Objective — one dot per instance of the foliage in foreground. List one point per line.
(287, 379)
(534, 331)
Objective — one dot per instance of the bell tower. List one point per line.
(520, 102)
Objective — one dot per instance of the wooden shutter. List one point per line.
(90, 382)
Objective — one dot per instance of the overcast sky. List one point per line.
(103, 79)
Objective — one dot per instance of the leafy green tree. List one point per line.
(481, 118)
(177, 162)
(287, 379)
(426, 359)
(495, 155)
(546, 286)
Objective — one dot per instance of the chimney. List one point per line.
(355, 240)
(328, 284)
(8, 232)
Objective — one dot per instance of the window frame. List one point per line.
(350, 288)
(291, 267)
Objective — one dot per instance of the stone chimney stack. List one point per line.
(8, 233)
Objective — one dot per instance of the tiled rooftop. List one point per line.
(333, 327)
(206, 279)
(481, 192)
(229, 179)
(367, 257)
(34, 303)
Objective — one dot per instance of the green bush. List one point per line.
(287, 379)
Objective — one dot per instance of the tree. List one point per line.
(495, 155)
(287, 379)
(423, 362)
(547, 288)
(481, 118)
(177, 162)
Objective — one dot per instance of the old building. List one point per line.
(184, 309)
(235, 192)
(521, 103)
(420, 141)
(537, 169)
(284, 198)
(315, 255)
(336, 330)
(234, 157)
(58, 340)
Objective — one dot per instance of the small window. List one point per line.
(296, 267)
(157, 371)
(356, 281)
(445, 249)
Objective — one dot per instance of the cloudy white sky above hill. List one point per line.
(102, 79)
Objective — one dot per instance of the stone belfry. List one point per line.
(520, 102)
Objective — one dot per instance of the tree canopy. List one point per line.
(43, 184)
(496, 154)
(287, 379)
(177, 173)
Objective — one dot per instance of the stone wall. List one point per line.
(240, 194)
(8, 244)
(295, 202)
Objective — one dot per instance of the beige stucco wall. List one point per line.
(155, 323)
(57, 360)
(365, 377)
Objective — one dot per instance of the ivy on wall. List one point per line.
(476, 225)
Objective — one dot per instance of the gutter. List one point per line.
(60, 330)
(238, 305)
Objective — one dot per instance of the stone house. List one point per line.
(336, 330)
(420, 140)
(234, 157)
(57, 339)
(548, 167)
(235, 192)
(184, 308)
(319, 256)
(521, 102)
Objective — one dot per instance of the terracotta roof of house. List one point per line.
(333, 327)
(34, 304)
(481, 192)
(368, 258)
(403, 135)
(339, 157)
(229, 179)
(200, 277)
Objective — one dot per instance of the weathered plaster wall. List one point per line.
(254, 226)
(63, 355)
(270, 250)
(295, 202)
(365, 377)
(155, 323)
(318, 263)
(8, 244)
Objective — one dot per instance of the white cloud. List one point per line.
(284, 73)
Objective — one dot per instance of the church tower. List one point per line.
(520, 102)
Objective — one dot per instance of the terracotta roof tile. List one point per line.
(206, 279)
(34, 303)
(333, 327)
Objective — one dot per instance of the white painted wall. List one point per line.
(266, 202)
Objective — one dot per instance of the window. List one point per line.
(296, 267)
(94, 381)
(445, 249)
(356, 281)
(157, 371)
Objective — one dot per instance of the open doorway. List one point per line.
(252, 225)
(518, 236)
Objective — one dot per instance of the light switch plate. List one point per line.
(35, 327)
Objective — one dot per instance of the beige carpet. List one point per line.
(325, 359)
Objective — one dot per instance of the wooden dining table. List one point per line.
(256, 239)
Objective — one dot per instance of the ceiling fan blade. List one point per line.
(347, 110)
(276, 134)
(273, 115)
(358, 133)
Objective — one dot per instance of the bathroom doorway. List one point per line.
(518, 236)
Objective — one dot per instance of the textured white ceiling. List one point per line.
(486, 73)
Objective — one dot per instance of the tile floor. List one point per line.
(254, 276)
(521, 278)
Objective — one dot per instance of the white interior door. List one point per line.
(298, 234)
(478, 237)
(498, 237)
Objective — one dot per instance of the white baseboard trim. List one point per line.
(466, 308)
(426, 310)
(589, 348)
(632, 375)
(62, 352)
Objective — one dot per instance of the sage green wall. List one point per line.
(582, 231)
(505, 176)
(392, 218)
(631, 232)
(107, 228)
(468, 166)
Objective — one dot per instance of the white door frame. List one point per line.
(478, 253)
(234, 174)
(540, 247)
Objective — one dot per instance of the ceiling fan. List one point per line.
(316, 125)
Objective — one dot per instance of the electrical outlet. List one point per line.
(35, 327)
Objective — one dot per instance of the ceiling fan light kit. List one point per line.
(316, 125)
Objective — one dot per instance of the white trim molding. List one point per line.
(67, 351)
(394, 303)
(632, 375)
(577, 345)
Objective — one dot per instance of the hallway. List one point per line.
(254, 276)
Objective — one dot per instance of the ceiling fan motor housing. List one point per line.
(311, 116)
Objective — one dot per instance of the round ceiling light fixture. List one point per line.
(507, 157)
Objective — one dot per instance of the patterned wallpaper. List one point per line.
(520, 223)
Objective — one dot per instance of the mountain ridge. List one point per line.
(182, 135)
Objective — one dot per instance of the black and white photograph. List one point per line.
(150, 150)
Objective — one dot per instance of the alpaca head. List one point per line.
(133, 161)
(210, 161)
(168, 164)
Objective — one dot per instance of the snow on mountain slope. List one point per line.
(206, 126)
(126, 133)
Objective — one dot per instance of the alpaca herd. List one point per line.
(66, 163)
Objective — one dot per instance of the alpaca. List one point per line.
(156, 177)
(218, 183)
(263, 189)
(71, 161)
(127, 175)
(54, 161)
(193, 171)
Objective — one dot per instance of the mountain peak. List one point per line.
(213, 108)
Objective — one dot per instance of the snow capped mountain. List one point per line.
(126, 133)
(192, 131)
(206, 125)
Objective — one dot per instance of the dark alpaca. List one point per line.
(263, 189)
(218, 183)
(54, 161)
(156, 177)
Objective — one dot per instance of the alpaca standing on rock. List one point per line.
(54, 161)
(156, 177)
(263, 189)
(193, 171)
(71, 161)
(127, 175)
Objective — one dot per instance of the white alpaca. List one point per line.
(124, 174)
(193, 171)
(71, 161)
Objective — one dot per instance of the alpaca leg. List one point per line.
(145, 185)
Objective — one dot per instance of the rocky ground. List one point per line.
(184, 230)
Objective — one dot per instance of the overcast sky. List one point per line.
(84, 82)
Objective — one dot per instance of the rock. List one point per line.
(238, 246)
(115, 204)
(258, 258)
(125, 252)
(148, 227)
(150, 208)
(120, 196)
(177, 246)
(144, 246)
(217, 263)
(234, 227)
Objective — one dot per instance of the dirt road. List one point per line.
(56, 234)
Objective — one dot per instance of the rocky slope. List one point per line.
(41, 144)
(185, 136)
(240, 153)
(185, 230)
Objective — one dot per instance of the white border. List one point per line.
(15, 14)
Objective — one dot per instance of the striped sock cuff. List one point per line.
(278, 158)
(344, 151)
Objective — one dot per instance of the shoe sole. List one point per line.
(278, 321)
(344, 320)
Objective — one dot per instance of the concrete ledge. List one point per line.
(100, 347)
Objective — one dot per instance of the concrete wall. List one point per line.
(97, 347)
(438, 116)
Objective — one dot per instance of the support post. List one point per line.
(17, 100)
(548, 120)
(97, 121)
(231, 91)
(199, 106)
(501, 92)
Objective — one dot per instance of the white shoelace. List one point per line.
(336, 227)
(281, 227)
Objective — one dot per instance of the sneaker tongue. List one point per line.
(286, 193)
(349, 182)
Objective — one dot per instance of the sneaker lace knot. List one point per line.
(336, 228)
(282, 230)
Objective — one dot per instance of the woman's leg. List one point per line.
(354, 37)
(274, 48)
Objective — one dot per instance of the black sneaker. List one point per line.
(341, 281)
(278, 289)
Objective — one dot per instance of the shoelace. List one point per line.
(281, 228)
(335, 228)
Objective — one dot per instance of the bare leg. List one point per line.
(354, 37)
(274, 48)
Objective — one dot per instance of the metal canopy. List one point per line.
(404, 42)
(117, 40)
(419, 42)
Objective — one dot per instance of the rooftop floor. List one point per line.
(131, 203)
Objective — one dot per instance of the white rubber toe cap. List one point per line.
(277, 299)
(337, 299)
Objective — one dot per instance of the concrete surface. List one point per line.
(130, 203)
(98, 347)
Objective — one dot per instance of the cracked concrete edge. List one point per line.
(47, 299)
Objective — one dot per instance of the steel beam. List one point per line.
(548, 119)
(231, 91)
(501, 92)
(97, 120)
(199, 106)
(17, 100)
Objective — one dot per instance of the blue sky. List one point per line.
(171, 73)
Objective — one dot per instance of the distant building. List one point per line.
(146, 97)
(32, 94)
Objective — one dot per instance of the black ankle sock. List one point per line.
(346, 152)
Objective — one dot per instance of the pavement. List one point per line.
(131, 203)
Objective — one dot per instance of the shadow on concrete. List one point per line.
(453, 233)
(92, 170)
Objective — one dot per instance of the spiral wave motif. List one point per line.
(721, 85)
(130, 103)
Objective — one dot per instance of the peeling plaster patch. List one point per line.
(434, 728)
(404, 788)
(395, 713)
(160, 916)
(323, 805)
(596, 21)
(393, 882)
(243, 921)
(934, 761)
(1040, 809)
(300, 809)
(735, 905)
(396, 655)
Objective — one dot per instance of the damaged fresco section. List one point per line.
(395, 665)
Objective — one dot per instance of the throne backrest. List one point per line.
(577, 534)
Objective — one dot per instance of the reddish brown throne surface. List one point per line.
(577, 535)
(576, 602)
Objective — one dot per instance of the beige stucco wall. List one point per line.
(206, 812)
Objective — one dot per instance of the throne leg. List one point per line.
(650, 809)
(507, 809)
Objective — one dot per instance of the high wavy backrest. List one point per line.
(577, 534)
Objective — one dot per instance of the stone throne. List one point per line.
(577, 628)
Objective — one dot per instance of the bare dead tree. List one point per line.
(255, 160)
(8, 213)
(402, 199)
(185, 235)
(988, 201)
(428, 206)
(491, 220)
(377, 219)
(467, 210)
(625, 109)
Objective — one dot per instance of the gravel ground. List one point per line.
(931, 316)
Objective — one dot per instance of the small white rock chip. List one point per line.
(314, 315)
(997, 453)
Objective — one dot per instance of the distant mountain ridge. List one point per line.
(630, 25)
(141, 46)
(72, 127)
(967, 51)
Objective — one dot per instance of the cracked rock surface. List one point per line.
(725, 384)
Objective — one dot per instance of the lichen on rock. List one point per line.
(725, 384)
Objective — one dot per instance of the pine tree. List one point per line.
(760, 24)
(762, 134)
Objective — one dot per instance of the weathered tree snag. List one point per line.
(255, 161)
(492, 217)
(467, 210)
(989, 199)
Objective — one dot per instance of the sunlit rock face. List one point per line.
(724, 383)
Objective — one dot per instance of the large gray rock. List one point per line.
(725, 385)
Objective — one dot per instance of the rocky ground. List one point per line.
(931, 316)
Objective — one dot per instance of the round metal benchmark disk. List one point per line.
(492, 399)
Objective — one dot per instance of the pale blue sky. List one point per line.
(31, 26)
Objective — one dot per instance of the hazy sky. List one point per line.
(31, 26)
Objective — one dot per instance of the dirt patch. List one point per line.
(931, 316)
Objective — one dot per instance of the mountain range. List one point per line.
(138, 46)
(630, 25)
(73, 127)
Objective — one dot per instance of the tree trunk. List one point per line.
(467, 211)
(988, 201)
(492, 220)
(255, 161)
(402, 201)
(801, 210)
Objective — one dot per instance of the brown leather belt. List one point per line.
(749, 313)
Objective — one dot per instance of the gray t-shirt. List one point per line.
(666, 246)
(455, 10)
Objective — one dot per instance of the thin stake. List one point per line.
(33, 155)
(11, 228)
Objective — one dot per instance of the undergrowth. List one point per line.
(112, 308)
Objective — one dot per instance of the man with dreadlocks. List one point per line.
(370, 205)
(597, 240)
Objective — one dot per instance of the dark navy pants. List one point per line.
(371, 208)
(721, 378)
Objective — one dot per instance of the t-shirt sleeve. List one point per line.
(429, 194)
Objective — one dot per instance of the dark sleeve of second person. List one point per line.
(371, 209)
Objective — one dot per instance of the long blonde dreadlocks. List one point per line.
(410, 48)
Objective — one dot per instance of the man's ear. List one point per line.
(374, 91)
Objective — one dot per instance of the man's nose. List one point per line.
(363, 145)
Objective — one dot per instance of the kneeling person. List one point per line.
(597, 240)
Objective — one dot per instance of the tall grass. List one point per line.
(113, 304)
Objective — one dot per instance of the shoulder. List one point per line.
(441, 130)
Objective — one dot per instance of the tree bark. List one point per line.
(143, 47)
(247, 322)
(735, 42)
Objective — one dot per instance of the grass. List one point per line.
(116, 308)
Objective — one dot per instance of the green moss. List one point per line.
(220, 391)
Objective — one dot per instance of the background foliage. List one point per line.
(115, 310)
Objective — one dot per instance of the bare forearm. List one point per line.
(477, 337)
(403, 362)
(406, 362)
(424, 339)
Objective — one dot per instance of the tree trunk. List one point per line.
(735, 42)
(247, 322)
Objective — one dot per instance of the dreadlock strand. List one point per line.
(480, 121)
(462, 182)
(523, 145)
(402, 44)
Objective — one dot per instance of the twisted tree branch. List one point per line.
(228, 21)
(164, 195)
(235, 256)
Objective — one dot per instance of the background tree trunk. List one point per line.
= = = = = = =
**EXERCISE INSTRUCTIONS**
From the line that contains "Objective — one dot per instance of the man with" through the end of the records above, print every line exactly and nothing else.

**ANSWER BELOW**
Objective — one dot per instance of the man with dreadlocks. List one point per line.
(370, 205)
(597, 240)
Objective — one dot per instance of the dark navy pants. List one point per line.
(371, 208)
(721, 378)
Objective — one dot per instance of the t-shirt sleeve. List one point per line.
(429, 194)
Objective — one dot per instance of the dark sleeve of second person. List one point per line.
(371, 209)
Objective — one dot per instance of the long blonde dreadlocks. List one point per line.
(410, 48)
Objective — one dot per instance of the man's ear. List one point per line.
(374, 91)
Objective — one dot per instance of the man's nose. List one point per line.
(363, 145)
Objective — one dot per instance of the kneeling person. List one point per line.
(597, 240)
Objective — one dot per instance of the tall grass. List one point per line.
(113, 304)
Objective — one dot per instance of the shoulder. List one point per line.
(441, 130)
Objective — one dot per instance of the tree bark. List one point per line.
(143, 47)
(247, 322)
(735, 42)
Objective — one dot per instance of the grass. List one point per line.
(116, 308)
Objective — one dot per instance of the green moss. List one point per line.
(220, 391)
Objective — one dot per instance of the background foliage. List one point per line.
(115, 310)
Objective — one dot per instance of the bare forearm. List one point per line.
(477, 337)
(403, 362)
(406, 362)
(424, 339)
Objective — one dot per instance of the tree trunk. List one point per line.
(735, 42)
(247, 322)
Objective — one dot per instance of the dreadlock strand. List one point per line.
(480, 121)
(462, 182)
(523, 145)
(402, 44)
Objective — one dot per instance of the twisted tree branch. List one point per line.
(228, 21)
(164, 195)
(235, 256)
Objective — one dot per instance of the background tree trunk. List one point per line.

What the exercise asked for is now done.